[Document extract]
-- Begin --

AgentSkillsCN

synthesis-resource-analysis

分析 Achronix ACE 层次化区域的 CSV 文件与 resourceusage.rpt,评估 FPGA 综合资源的利用率(LRAM、BRAM、LUT4/LUT6)。将报告中的模块映射至 RTL 源码,并在 syn_area.md 中记录相关信息。适用于综合完成后,当用户希望分析资源利用率、LRAM、BRAM 或 LUT 的使用情况,或根据综合报告创建/更新 syn_area.md 时使用。

SKILL.md
--- frontmatter
name: synthesis-resource-analysis
description: Analyzes FPGA synthesis resource utilization (LRAM, BRAM, LUT4/LUT6) from Achronix ACE hierarchical area CSV and resourceusage.rpt. Maps report modules to RTL sources and documents in syn_area.md. Use after synthesis is done, when the user asks to analyze resource utilization, LRAM, BRAM, or LUT usage, or to create/update syn_area.md from synthesis reports.

Synthesis Resource Utilization Analysis

Performs the same analysis done for elastix_gemm_top: top-level summary, per-resource (LRAM, BRAM, LUT) top consumers, RTL mapping, hierarchy cross-check, and documentation in syn_area.md.


1. Locate Report Files

After ACE/ACX synthesis, reports are under:

  • Hierarchical area CSV:
    {build_dir}/results/ace/impl_1/syn/rev_acx/synlog/report/{top_name}_impl_1_fpga_mapper_hier_area.csv
  • Resource usage (top-level):
    {build_dir}/results/ace/impl_1/syn/rev_acx/synlog/report/{top_name}_impl_1_fpga_mapper_resourceusage.rpt

{build_dir} is usually gemm/build or project build/; {top_name} is the top RTL module (e.g. elastix_gemm_top).

CSV columns: Module name, LUT4, LUT6, DFF, ALU8, BRAM, LRAM, MLP, PADS. Rows may have a leading . and tabs for hierarchy depth.


2. Top-Level Resource Summary

Read *_resourceusage.rpt. Extract:

  • Cell usage: LUT4, LUT6, DFF, ALU8, BRAM (e.g. BRAM72K_SDP, ACX_BRAM72K_SDP), LRAM (LRAM2K_SDP), MLP/DSP.
  • RAM/ROM summary: Total BRAM, Total LRAM (main + blackbox).
  • DSP summary: Total DSP.
  • Mapping Summary: Total LUT (LUT4+LUT6; may include blackbox LUT).

-- End --

(Entries from a point annotation set)
-- Begin --

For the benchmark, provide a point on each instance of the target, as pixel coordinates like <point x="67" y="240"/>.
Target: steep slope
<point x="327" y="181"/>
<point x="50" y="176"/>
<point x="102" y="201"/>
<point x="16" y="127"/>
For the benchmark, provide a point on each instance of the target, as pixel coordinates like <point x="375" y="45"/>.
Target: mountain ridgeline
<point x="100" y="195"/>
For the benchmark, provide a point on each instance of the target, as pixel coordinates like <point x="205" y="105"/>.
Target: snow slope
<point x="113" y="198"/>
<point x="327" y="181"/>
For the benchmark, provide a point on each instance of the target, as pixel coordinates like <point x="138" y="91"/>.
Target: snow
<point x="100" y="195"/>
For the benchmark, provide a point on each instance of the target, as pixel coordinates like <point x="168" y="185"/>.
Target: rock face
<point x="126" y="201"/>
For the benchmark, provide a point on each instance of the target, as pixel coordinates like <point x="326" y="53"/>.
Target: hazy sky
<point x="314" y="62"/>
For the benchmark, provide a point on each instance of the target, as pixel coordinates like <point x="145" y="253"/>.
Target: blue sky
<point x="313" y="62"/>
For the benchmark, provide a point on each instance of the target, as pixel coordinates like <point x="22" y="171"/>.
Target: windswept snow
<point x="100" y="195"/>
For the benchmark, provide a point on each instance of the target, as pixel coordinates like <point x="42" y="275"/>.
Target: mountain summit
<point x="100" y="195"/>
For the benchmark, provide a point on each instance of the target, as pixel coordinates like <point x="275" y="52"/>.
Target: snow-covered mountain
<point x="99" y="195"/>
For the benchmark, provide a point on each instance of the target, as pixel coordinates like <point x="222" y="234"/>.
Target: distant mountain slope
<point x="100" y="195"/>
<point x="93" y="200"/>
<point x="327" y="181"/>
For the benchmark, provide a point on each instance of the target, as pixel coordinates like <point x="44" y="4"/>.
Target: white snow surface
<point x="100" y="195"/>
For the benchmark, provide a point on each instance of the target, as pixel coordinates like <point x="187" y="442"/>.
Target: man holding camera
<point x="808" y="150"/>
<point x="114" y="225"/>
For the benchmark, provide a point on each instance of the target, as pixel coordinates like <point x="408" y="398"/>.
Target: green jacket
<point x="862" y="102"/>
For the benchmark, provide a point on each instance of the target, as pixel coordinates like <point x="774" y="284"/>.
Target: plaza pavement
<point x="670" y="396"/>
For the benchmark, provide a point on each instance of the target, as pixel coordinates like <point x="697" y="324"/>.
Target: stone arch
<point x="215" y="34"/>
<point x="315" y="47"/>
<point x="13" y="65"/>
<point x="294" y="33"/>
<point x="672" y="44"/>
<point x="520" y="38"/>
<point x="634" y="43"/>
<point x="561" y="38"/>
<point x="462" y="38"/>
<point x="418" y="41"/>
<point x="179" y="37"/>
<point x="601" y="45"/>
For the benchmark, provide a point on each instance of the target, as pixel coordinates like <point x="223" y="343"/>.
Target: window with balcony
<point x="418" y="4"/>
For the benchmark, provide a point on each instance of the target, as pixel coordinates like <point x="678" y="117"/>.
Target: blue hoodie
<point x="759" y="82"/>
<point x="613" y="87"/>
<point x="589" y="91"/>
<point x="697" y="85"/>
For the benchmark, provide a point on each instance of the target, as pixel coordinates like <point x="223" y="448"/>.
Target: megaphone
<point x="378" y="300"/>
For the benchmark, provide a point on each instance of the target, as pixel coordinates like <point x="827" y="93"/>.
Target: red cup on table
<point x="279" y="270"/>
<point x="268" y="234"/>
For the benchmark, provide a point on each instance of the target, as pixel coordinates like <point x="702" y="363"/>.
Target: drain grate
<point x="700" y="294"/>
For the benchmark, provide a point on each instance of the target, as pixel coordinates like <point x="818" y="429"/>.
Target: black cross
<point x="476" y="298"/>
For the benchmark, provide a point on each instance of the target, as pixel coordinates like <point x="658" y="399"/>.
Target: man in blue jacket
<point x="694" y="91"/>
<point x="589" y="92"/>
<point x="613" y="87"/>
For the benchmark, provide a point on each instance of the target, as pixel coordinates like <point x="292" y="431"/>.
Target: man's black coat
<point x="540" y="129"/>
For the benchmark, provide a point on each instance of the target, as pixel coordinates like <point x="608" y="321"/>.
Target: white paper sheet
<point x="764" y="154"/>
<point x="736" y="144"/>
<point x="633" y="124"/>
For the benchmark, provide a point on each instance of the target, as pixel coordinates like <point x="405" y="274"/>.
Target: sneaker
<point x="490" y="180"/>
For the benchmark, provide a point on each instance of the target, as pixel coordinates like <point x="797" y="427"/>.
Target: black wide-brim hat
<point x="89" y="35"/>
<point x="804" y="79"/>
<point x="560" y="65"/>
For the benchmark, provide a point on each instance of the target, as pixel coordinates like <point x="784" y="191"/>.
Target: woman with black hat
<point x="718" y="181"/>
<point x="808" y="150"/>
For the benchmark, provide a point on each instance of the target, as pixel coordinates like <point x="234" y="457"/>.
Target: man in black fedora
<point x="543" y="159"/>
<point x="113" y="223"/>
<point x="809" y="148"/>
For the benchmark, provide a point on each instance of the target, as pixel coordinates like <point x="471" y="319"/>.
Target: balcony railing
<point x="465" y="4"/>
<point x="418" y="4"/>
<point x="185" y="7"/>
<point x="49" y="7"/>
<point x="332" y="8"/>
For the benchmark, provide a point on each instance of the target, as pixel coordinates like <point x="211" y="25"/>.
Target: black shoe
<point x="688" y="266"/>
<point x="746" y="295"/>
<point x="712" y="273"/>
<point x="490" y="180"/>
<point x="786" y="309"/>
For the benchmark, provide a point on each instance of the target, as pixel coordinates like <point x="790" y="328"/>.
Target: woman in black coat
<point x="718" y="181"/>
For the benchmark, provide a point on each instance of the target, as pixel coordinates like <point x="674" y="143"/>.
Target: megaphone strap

-- End --

[Problems and tasks]
a) Which lines in the records contain the string "blue"? Copy each of them, treating case as significant.
b) Can you extend the synthesis resource analysis page, picking up right after its last line?
These records are unrelated to the synthesis resource analysis page.

[Responses to the exercise]
a)
Target: blue sky
Target: blue hoodie
Target: man in blue jacket

b)
Build a table:

ResourceUsedAvailableUtil %
LUT (LUT4+LUT6)(from rpt)691,200%
LUT4...--
LUT6...--
DFF...1,382,400%
ALU8...172,800%
BRAM...2,560%
LRAM...2,560%
MLP (DSP)...2,560%

Note: Available is for AC7t1500; adjust if targeting another part.


3. LRAM Analysis

3.1 Top LRAM Consumers (from CSV)

  1. Parse the hierarchical CSV; sort or filter by LRAM (column index 6) descending.
  2. Build a table: Report module | LRAM | RTL source.
  3. For each significant row, identify the RTL module name (strip parameter suffixes like _16s_64s_0 to get flex_fifo, comp_row_bram, etc.). Note replication (e.g. x16).

3.2 RTL Locations for LRAM

In src/rtl/ (or project RTL root), find arrays that map to LRAM:

  • Attributions: (* ram_style="block" *) on mem or register arrays.
  • Small/medium arrays: FIFO mem[0:DEPTH-1], ar_fifo, exp_bram, and similar. LRAM is used when depth/width fits LRAM2K; larger arrays go to BRAM.
  • Inferred: Arrays without ram_style may still map to LRAM; check hierarchy to see which report block contains them.

Build a table:

FileLine(s)Array / logicSizeLRAM/inst
flex_fifo.svNmem[0:DEPTH-1] (ram_style=block)Wb x D1
...............

Add a note when a large FIFO in the same RTL is implemented as BRAM, not LRAM (e.g. 256x1024 flex_fifo).

3.3 LRAM Hierarchy Check

For key parent blocks (e.g. engine_top_2d, compute_engine_2d, dispatcher_control_2d):

  • Parent LRAM = sum of relevant children.
  • Leaf sum: add distinct leaf contributions (e.g. 256x flex_fifo + 16x8 comp_row_bram + 16x2 dispatcher_2d + 16x1 fetcher + 1 cmd_fifo) and compare to parent/top. Note encrypted/IP blocks (e.g. acx_device_manager) and any remainder (probe/snapshot, etc.).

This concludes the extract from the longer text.